**WORK TASK**.
In the passage on sequencing depth and transcriptome assembly below, above what number of read pairs does sequencing depth appear to stop limiting assembly accuracy?

**DOCUMENT EXCERPT**.

Sequencing depth is the keys to accurate assembly
A suitable method of de novo assembly for transcriptome is still under discussion [57, 58]. A high sequencing depth or number of reads is a key factor in the sampling of all transcripts. In relation to the benchmark for S1s or S2s to S5s (Table 1 and Fig 2), it is clear that a higher sequencing depth can cover missing core genes, even if their abundance is not as high as in S3s or S4s. Nevertheless, at sequencing above 33 million read pairs, sequencing depth seems to be no longer the limitation to increasing the accuracy of the assembly (S5 Fig) in terms of BUSCO results. For example, based on the relationship between the number of reads and BUSCO results for each library (S5 Fig), if we attempt to decrease “Missing” parts (BUSCO) to 15%, the optimal number of reads would be about 33 million read pairs (see the equation for trend-line of the “Missing” category in S5 Fig). This number is not a perfect estimate; however, it is a reasonable estimate from the observed trend.

**ENTRIES SHOWN**.
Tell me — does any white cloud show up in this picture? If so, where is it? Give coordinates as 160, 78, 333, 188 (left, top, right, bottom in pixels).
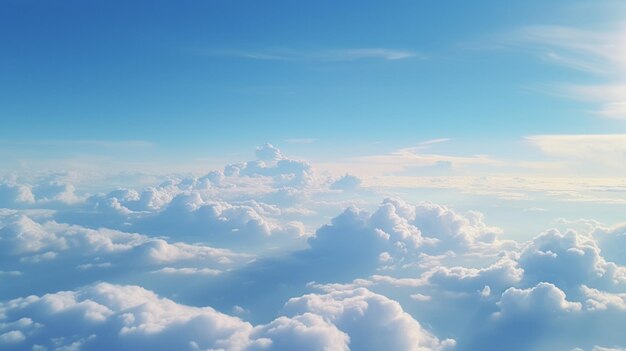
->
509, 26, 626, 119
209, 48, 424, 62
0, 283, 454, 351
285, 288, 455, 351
---
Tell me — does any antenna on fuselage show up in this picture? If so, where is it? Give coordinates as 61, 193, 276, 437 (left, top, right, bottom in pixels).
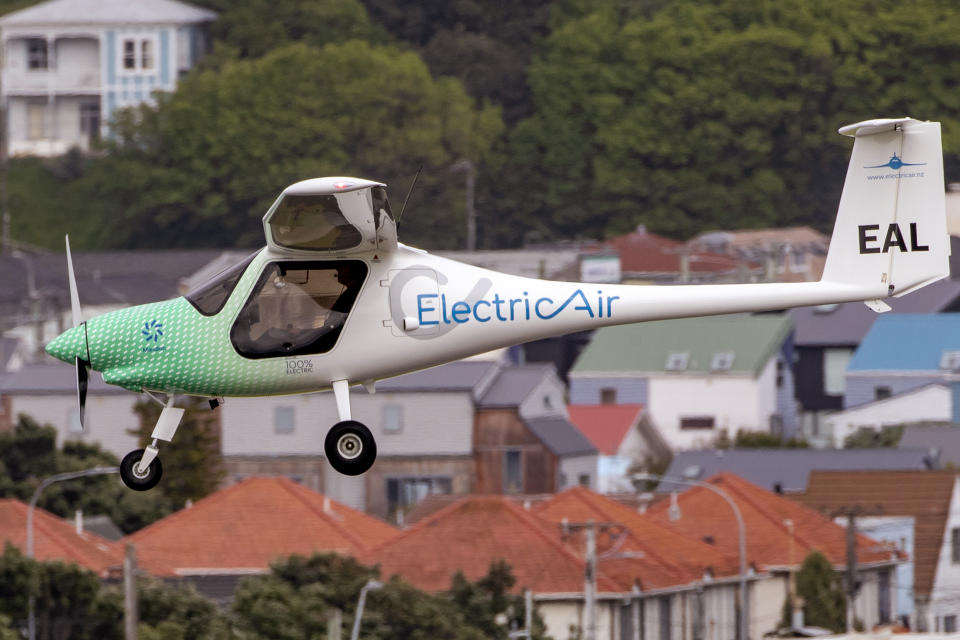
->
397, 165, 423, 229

**TASK SOLUTION**.
Above 33 million read pairs.